**GIVEN RECORDS**
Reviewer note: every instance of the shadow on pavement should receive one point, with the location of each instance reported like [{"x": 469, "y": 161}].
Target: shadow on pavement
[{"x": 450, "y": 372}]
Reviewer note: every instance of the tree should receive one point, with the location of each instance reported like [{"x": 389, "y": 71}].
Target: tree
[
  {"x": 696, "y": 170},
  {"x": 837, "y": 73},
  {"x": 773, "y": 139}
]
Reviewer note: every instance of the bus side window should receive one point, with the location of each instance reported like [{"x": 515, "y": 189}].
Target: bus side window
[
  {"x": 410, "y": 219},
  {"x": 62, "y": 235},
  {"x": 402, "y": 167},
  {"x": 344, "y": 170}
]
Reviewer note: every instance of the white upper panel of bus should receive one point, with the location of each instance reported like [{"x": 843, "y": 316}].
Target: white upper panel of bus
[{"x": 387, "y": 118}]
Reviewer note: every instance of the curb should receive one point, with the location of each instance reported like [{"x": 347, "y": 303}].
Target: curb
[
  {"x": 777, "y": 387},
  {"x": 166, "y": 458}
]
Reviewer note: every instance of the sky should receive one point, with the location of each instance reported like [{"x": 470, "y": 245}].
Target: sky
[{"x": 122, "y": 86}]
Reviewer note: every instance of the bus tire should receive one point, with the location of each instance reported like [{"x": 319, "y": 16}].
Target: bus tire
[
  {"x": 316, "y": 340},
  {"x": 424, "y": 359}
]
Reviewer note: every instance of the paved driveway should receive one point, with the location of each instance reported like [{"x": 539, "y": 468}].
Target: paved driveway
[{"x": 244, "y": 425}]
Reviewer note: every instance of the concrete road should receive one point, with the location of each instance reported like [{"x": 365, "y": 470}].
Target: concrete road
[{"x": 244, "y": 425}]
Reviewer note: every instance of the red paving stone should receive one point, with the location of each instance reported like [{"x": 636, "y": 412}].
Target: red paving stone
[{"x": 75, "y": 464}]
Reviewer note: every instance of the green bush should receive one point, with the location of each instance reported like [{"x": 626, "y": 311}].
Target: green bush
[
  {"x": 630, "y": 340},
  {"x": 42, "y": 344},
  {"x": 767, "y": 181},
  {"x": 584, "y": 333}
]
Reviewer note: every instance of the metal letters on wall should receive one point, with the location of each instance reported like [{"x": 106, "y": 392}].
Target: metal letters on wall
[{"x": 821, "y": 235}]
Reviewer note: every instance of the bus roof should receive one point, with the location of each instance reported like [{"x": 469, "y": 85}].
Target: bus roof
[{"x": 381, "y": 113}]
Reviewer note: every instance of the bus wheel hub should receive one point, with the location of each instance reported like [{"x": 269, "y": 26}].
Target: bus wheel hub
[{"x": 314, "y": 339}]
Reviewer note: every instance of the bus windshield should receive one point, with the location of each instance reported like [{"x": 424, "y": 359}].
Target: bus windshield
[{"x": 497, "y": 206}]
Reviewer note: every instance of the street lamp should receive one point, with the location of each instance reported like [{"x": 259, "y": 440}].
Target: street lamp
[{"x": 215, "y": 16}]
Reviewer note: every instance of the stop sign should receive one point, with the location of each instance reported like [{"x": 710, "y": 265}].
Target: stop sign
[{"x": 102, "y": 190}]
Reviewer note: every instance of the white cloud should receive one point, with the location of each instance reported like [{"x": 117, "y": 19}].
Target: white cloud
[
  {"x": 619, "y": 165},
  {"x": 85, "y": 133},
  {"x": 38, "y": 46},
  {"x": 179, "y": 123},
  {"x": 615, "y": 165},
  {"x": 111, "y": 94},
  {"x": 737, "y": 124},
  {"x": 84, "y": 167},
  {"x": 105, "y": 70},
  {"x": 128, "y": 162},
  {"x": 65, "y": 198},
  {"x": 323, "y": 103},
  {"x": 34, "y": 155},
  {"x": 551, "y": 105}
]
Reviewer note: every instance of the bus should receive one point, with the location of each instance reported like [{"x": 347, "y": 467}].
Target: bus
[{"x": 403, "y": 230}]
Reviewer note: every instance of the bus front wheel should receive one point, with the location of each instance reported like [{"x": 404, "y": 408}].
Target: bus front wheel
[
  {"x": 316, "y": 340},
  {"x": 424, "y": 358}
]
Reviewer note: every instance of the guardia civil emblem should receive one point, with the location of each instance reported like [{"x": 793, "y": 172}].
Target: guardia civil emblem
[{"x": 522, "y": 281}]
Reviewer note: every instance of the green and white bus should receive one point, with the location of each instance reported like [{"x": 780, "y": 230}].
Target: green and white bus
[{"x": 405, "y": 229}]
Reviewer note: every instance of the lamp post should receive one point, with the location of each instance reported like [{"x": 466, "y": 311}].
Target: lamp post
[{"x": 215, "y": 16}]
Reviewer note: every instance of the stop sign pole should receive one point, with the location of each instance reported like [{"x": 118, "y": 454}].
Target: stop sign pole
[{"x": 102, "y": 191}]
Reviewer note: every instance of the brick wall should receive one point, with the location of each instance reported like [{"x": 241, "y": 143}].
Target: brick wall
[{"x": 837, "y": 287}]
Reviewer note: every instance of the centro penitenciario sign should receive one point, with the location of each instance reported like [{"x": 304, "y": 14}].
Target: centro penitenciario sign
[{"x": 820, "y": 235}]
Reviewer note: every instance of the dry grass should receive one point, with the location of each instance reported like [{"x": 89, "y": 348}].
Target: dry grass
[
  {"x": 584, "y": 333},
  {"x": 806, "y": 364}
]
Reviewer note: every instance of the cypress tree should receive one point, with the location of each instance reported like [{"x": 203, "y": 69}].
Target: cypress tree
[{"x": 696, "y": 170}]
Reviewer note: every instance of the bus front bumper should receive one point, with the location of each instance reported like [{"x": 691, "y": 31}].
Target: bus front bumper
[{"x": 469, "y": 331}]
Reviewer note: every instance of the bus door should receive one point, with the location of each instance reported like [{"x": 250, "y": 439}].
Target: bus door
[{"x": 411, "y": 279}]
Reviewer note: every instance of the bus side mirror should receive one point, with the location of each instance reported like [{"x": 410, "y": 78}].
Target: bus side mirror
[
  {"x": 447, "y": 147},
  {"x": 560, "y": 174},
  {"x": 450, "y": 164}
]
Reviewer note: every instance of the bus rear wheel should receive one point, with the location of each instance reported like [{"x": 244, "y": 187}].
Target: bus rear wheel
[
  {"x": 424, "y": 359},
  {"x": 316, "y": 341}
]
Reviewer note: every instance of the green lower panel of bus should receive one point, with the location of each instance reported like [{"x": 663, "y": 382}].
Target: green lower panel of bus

**SET PROBLEM**
Return every line of the data above verbatim, in the original order and with nothing altered.

**TASK RESULT**
Reviewer note: every instance of the shadow on pavement should receive one point, with the location of each instance reported like [{"x": 469, "y": 161}].
Target: shadow on pavement
[{"x": 450, "y": 372}]
Reviewer note: every instance of the tree should receive one point, with the location of each instance reported like [{"x": 389, "y": 71}].
Target: tree
[
  {"x": 696, "y": 170},
  {"x": 837, "y": 73},
  {"x": 773, "y": 139}
]
Reviewer note: every instance of the bus side window should receive one point, with the location of each instance reported like [{"x": 515, "y": 189}].
Target: bus side window
[
  {"x": 410, "y": 219},
  {"x": 62, "y": 235},
  {"x": 402, "y": 167},
  {"x": 344, "y": 170}
]
Reviewer note: every instance of the white upper panel of bus should receive one point, with the location of each instance reported like [{"x": 843, "y": 316}].
Target: white upper panel of bus
[{"x": 387, "y": 118}]
Reviewer note: every instance of the curb should receive one point, with the location of each instance reported like [{"x": 347, "y": 303}].
Target: curb
[
  {"x": 777, "y": 387},
  {"x": 166, "y": 458}
]
Reviewer note: every instance of the sky should receive one point, with the location of each instance reported like [{"x": 470, "y": 245}].
Target: sky
[{"x": 122, "y": 86}]
Reviewer note: every instance of the bus tire should receive one point, with the location of each instance reported like [{"x": 319, "y": 16}].
Target: bus tire
[
  {"x": 316, "y": 340},
  {"x": 424, "y": 359}
]
Reviewer note: every instance of the paved driveway should receive one point, with the location of each instance reported like [{"x": 539, "y": 468}].
Target: paved driveway
[{"x": 244, "y": 425}]
Reviewer note: every instance of the concrete road should receive one point, with the location of each instance reported like [{"x": 365, "y": 470}].
Target: concrete road
[{"x": 244, "y": 425}]
Reviewer note: every instance of the red paving stone should receive one point, with the location of each instance reported like [{"x": 636, "y": 412}].
Target: red paving stone
[{"x": 75, "y": 464}]
Reviewer note: every instance of the green bush should receive one point, with the location of each instance reported like [{"x": 626, "y": 311}].
Target: green bush
[
  {"x": 630, "y": 340},
  {"x": 42, "y": 344},
  {"x": 767, "y": 181},
  {"x": 584, "y": 333}
]
Reviewer note: every instance of the metal letters on wall should receive one point, with the location of each instance reported like [{"x": 106, "y": 392}].
Target: metal letters on wall
[{"x": 821, "y": 235}]
Reviewer note: every instance of the bus roof should receive one point, with the location of each instance reported like [{"x": 469, "y": 85}].
Target: bus roof
[{"x": 381, "y": 113}]
Reviewer note: every instance of the bus wheel hub should receive one point, with the location of each instance reported like [{"x": 269, "y": 26}].
Target: bus wheel hub
[{"x": 314, "y": 339}]
Reviewer note: every instance of the bus windshield should receive one point, with the location of each instance reported like [{"x": 424, "y": 359}].
Target: bus windshield
[{"x": 497, "y": 206}]
Reviewer note: every instance of the street lamp should receive one point, with the location of each instance reported like [{"x": 259, "y": 440}].
Target: street lamp
[{"x": 215, "y": 16}]
Reviewer note: every instance of the stop sign should receive one point, with the location of each instance reported like [{"x": 710, "y": 265}].
Target: stop sign
[{"x": 102, "y": 190}]
Reviewer note: every instance of the white cloud should receive one point, with the location of each instance reported like [{"x": 117, "y": 19}].
Target: white cloud
[
  {"x": 619, "y": 165},
  {"x": 85, "y": 133},
  {"x": 38, "y": 46},
  {"x": 179, "y": 123},
  {"x": 615, "y": 165},
  {"x": 111, "y": 94},
  {"x": 737, "y": 124},
  {"x": 84, "y": 167},
  {"x": 105, "y": 70},
  {"x": 128, "y": 162},
  {"x": 65, "y": 198},
  {"x": 323, "y": 103},
  {"x": 34, "y": 155},
  {"x": 551, "y": 105}
]
Reviewer note: every instance of the bus should receive one point, with the location of each instance reported like [{"x": 347, "y": 467}].
Target: bus
[{"x": 403, "y": 230}]
Reviewer note: every instance of the bus front wheel should receive one point, with the location of each instance reported like [{"x": 404, "y": 408}].
Target: bus front wheel
[
  {"x": 316, "y": 340},
  {"x": 424, "y": 358}
]
Reviewer note: every instance of the guardia civil emblem should receive one point, with the location of each instance reported like [{"x": 793, "y": 172}].
Target: guardia civil emblem
[{"x": 522, "y": 281}]
Reviewer note: every instance of the green and white bus should receive one point, with the location of each instance reported like [{"x": 780, "y": 230}].
Target: green and white bus
[{"x": 405, "y": 229}]
Reviewer note: every instance of the lamp post should receive one point, with the location of each instance reported like [{"x": 466, "y": 311}].
Target: lamp post
[{"x": 215, "y": 16}]
Reviewer note: every instance of the stop sign pole should receive one point, with the location of each instance reported like [{"x": 118, "y": 454}].
Target: stop sign pole
[{"x": 102, "y": 191}]
Reviewer note: every instance of the brick wall should receive one point, with the location of each instance reported like [{"x": 241, "y": 143}].
Target: brick wall
[{"x": 837, "y": 287}]
Reviewer note: every instance of the centro penitenciario sign should receive one point, with the location of each instance reported like [{"x": 304, "y": 14}].
Target: centro penitenciario sign
[{"x": 820, "y": 235}]
Reviewer note: every instance of the dry grass should receive one point, with the location of each instance reported like [{"x": 89, "y": 348}].
Target: dry grass
[
  {"x": 584, "y": 333},
  {"x": 806, "y": 364}
]
Reviewer note: every instance of the cypress tree should receive one point, with the location of each instance reported like [{"x": 203, "y": 69}].
Target: cypress tree
[{"x": 696, "y": 170}]
Reviewer note: every instance of the bus front bumper should receive one point, with the location of each instance reported like [{"x": 691, "y": 31}].
Target: bus front bumper
[{"x": 469, "y": 331}]
Reviewer note: every instance of the bus door should receive one point, with the location of each instance reported like [{"x": 250, "y": 439}].
Target: bus door
[{"x": 411, "y": 279}]
Reviewer note: every instance of the bus side mirror should receive one point, with the location of each instance reported like [{"x": 410, "y": 78}].
Target: bus side mirror
[
  {"x": 447, "y": 147},
  {"x": 560, "y": 174},
  {"x": 450, "y": 164}
]
Reviewer note: every instance of the bus rear wheel should receive one point, with the location of each instance reported like [{"x": 244, "y": 187}].
Target: bus rear wheel
[
  {"x": 424, "y": 359},
  {"x": 316, "y": 341}
]
Reviewer note: every instance of the green lower panel of bus should receive one point, with the location of each instance reported like [{"x": 663, "y": 382}].
Target: green lower panel of bus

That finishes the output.